Point annotation dataset records
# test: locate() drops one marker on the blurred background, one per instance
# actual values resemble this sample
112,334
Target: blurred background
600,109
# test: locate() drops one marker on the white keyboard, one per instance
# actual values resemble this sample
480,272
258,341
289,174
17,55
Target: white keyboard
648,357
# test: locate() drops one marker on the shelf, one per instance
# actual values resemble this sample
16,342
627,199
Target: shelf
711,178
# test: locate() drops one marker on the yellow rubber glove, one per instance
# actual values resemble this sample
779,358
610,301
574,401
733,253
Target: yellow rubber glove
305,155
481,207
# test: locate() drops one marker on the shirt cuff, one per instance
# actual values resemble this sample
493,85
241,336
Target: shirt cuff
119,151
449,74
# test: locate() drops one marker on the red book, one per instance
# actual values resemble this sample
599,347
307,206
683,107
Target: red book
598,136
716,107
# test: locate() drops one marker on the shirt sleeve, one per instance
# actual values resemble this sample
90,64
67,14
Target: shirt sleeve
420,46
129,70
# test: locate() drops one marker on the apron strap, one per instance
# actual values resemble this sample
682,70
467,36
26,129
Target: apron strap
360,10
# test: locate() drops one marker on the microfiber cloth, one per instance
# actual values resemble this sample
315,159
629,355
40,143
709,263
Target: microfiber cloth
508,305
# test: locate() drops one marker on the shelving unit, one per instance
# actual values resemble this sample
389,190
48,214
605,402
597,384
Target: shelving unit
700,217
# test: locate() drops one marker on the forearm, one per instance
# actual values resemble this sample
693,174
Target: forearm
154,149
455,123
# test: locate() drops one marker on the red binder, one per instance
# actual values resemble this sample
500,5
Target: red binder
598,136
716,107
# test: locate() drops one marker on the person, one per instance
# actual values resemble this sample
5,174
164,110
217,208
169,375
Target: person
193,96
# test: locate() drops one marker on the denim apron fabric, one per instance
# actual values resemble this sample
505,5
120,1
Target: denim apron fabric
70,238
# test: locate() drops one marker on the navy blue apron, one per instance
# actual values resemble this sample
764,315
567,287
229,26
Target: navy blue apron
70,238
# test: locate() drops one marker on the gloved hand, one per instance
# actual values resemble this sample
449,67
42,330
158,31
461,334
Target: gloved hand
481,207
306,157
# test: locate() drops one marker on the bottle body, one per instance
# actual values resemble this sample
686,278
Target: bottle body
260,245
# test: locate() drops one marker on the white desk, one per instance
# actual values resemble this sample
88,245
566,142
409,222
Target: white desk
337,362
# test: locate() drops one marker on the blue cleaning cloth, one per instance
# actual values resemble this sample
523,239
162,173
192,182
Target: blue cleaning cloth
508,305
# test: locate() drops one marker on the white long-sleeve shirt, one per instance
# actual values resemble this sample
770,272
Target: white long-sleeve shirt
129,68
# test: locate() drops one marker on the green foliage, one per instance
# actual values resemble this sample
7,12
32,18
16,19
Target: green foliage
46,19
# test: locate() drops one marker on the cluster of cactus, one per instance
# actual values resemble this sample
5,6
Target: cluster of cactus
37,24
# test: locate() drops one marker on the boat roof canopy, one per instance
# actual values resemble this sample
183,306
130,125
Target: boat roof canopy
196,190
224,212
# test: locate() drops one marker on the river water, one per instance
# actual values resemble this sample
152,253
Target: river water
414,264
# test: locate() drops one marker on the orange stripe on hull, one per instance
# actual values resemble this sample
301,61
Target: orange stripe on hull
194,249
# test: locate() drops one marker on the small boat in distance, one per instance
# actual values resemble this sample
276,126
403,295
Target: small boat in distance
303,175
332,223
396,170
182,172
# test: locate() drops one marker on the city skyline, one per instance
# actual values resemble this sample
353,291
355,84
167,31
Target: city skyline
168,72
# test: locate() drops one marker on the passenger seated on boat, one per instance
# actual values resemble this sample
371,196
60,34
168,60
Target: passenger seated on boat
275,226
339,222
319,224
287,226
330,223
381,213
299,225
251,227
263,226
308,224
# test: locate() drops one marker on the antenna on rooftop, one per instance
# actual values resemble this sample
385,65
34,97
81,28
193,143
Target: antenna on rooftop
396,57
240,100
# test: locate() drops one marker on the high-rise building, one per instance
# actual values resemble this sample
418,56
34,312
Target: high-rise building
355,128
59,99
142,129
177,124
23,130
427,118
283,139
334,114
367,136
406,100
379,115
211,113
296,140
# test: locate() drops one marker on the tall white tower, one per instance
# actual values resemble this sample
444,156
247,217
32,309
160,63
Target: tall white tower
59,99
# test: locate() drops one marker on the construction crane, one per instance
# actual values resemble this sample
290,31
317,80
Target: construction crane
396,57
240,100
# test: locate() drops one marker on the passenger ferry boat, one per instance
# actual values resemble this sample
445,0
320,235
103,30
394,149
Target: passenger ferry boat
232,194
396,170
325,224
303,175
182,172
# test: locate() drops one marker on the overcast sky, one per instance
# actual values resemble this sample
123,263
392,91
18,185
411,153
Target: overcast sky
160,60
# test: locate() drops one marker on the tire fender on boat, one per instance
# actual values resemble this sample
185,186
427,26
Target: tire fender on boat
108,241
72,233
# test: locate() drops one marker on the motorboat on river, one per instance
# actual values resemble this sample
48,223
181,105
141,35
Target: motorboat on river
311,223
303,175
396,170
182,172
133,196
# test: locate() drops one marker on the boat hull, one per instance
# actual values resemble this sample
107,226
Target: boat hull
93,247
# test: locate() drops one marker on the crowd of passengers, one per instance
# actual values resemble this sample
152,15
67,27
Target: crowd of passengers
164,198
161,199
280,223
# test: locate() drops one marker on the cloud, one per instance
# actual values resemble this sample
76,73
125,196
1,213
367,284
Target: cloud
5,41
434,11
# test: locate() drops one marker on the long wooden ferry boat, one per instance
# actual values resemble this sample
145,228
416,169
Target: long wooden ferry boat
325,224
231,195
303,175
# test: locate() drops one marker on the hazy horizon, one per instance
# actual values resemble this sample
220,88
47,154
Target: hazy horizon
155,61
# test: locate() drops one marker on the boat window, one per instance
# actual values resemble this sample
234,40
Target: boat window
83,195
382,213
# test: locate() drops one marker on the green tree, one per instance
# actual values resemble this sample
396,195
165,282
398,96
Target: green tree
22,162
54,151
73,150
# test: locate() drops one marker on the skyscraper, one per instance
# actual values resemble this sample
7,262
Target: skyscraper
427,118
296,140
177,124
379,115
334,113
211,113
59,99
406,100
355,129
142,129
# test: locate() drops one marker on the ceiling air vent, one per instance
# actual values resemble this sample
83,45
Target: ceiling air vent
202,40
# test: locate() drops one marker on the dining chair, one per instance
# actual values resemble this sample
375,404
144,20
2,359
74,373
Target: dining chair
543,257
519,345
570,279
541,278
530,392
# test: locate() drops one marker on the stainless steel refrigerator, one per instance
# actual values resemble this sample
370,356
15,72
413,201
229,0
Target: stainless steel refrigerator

Exercise description
Return the line that contains "# test: locate() drops one marker on the long" along with every line after it through the end of the entries, exactly, adding nothing.

Reply to the exercise
# test: locate() drops one marker on the long wooden ferry boat, one per instance
# actual values resemble this sample
145,228
416,169
Target: long wooden ferry boat
325,224
231,195
303,175
# test: locate() drops one marker on the hazy horizon, one per instance
# actual values resemble this sample
220,88
47,154
Target: hazy horizon
155,61
# test: locate() drops one marker on the boat window, one per instance
# actual values resemble this sample
234,40
Target: boat window
83,195
382,213
# test: locate() drops one marker on the green tree, one per instance
# actual values resemble this sample
396,195
165,282
398,96
Target: green tree
22,162
54,151
73,150
# test: locate() drops one marker on the skyscraper, one per instance
# actual values resemble this sample
7,262
Target: skyscraper
427,118
296,140
177,124
379,115
334,113
211,113
59,99
406,100
355,129
142,129
# test: locate() drops one marker on the ceiling air vent, one per instance
# actual values resemble this sample
83,45
Target: ceiling air vent
202,40
# test: locate() drops one marker on the dining chair, one per instance
# actual values resemble this sample
375,404
144,20
2,359
74,373
Target: dining chair
543,257
519,345
570,279
541,278
530,392
# test: locate() drops one marker on the stainless steel refrigerator, one per instance
# actual values resemble this sample
370,356
15,72
413,201
229,0
Target: stainless steel refrigerator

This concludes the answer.